Texto fornecido
▼

Recentemente o engenheiro Amílcar Brunazo Filho (especialista
em segurança de dados em computador) e a advogada Maria Aparecida Cortiz
(procuradora de partidos políticos) lançaram o livro "Fraudes e Defesas no
Voto Eletrônico" (capa acima), pela All Print Editora, no mínimo inquietante.
Mesmo para os não familiarizados com o informatiquês ele é claro e transmite a
idéia de que as urnas eleitorais brasileiras podem ser fraudadas.
São detalhados os vários modos de contaminação da urna e se
pode depreender que, se na eleição tradicional, com cédulas de papel, as
fraudes existiam, eram também mais fáceis de ser apuradas porque o voto era
registrado. Agora não.
O voto é invisível e, como diz o lema do Voto Seguro:
"Eu sei em quem votei, eles também, mas só eles sabem quem recebeu meu
voto", de autoria do engenheiro e professor Walter Del Picchia, Professor
Titular da Escola Politécnica da USP.
O livro detalha a adaptação criativa de fraudes anteriores,
como o voto de cabresto e a compra de votos, e outros meios mais sofisticados,
como clonagem e adulteração dos programas, o engravidamento da urna e outros.
Além das fraudes na eleição, são possíveis fraudes na apuração e na totalização
do votos.
O livro demonstra que a zerésima - um neologismo para a
listagem emitida pela urna antes da votação e na qual constam os nomes dos
candidatos com o número zero ao lado, indicando que nenhum deles recebeu ainda
votos, na qual repousa a garantia de invulnerabilidade defendida pelo TSE -,
ela própria pode ser uma burla porque é possível se imprimir qualquer coisa,
como o número zero ao lado do nome do candidato, e ainda assim haver votos
guardados na memória do computador (página 27).
O livro não lança acusações levianas. Explica como as fraudes
podem ocorrer e ao mesmo tempo apresenta soluções, ao menos parciais, como o
uso da Urna Eletrônica Real - que imprime e recolhe os votos dos eleitores em
compartimento próprio - ao contrário da urna eminentemente virtual, que não
deixa possibilidade de posterior conferência.
O mais instigante é que os autores e outros técnicos e
professores protocolizaram no TSE pedidos para efetuar um teste de
penetraçãovisando demonstrar sua tese e isto lhes foi negado, apesar da
fundamentação usada.

▲

Dados de origem

▼

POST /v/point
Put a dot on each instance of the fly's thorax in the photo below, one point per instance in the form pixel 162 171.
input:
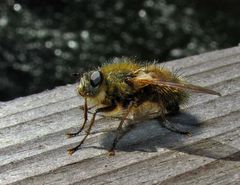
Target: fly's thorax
pixel 90 84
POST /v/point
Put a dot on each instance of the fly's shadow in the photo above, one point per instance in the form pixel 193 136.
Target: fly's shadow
pixel 148 136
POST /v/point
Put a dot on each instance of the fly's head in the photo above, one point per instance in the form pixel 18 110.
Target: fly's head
pixel 90 84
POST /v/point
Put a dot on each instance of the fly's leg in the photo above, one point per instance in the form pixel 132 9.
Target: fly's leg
pixel 173 109
pixel 69 135
pixel 104 109
pixel 173 127
pixel 119 134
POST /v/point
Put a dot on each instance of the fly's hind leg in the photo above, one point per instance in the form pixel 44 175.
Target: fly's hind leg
pixel 173 127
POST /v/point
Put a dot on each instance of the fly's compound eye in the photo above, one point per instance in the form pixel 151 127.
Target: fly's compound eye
pixel 96 78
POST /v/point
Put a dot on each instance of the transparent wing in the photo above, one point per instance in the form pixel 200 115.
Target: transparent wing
pixel 142 82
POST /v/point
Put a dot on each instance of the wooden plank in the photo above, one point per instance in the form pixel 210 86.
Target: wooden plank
pixel 33 145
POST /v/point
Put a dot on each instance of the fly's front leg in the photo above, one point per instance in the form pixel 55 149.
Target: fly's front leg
pixel 118 136
pixel 69 135
pixel 104 109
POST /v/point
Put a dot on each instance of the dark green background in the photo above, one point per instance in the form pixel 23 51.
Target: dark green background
pixel 43 42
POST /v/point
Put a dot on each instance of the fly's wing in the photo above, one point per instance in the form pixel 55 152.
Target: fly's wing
pixel 145 81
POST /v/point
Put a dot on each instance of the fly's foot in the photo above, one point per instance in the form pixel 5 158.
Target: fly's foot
pixel 111 152
pixel 72 150
pixel 69 135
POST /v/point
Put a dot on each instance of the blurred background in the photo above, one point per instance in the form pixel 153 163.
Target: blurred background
pixel 42 42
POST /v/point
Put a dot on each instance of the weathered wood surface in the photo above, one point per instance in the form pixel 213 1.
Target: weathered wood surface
pixel 33 143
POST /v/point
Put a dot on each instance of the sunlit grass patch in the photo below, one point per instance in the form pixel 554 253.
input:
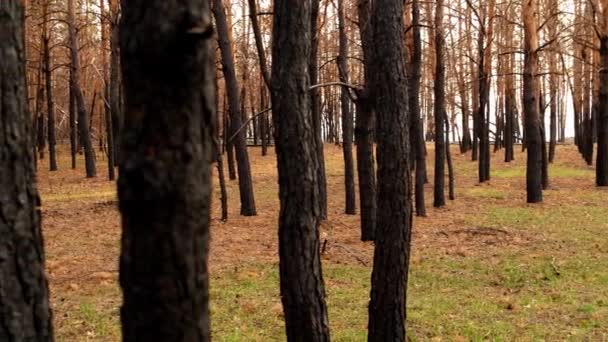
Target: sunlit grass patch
pixel 486 192
pixel 61 197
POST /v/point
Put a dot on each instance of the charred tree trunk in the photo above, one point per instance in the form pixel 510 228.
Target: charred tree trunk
pixel 387 308
pixel 531 106
pixel 72 114
pixel 164 184
pixel 234 105
pixel 347 116
pixel 417 132
pixel 115 84
pixel 448 156
pixel 439 108
pixel 364 132
pixel 48 77
pixel 602 132
pixel 318 117
pixel 302 288
pixel 83 117
pixel 26 315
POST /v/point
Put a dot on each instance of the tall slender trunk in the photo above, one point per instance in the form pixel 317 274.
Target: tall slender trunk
pixel 83 117
pixel 419 147
pixel 26 314
pixel 602 132
pixel 234 105
pixel 531 106
pixel 364 131
pixel 347 115
pixel 439 108
pixel 301 278
pixel 164 185
pixel 317 115
pixel 387 307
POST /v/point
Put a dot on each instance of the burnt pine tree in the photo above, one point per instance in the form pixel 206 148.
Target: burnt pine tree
pixel 534 177
pixel 25 314
pixel 364 130
pixel 75 88
pixel 164 184
pixel 602 131
pixel 237 135
pixel 391 254
pixel 417 132
pixel 48 74
pixel 315 99
pixel 302 288
pixel 347 115
pixel 439 104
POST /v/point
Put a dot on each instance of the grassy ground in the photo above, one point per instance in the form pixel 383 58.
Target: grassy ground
pixel 486 267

▲

Tarefas propostas
(a) Responda com base no texto sobre o voto eletrônico:
(i) Por qual editora o livro foi lançado?
(ii) A quem é atribuída a autoria do lema do Voto Seguro?
(iii) Que solução, ao menos parcial, o livro apresenta?
(b) Redigite sem alterações um trecho do texto sobre o voto eletrônico. Comece nas palavras que contêm "Além das fraudes" e pare depois de "computador (página 27).".
Os registros não têm relação com o texto sobre o voto eletrônico.

Respostas esperadas
(a)
(i) Pela All Print Editora.
(ii) Ao engenheiro e professor Walter Del Picchia, Professor Titular da Escola Politécnica da USP.
(iii) O uso da Urna Eletrônica Real, que imprime e recolhe os votos dos eleitores em compartimento próprio.

(b)
Além das fraudes na eleição, são possíveis fraudes na apuração e na totalização
do votos.
O livro demonstra que a zerésima - um neologismo para a
listagem emitida pela urna antes da votação e na qual constam os nomes dos
candidatos com o número zero ao lado, indicando que nenhum deles recebeu ainda
votos, na qual repousa a garantia de invulnerabilidade defendida pelo TSE -,
ela própria pode ser uma burla porque é possível se imprimir qualquer coisa,
como o número zero ao lado do nome do candidato, e ainda assim haver votos
guardados na memória do computador (página 27).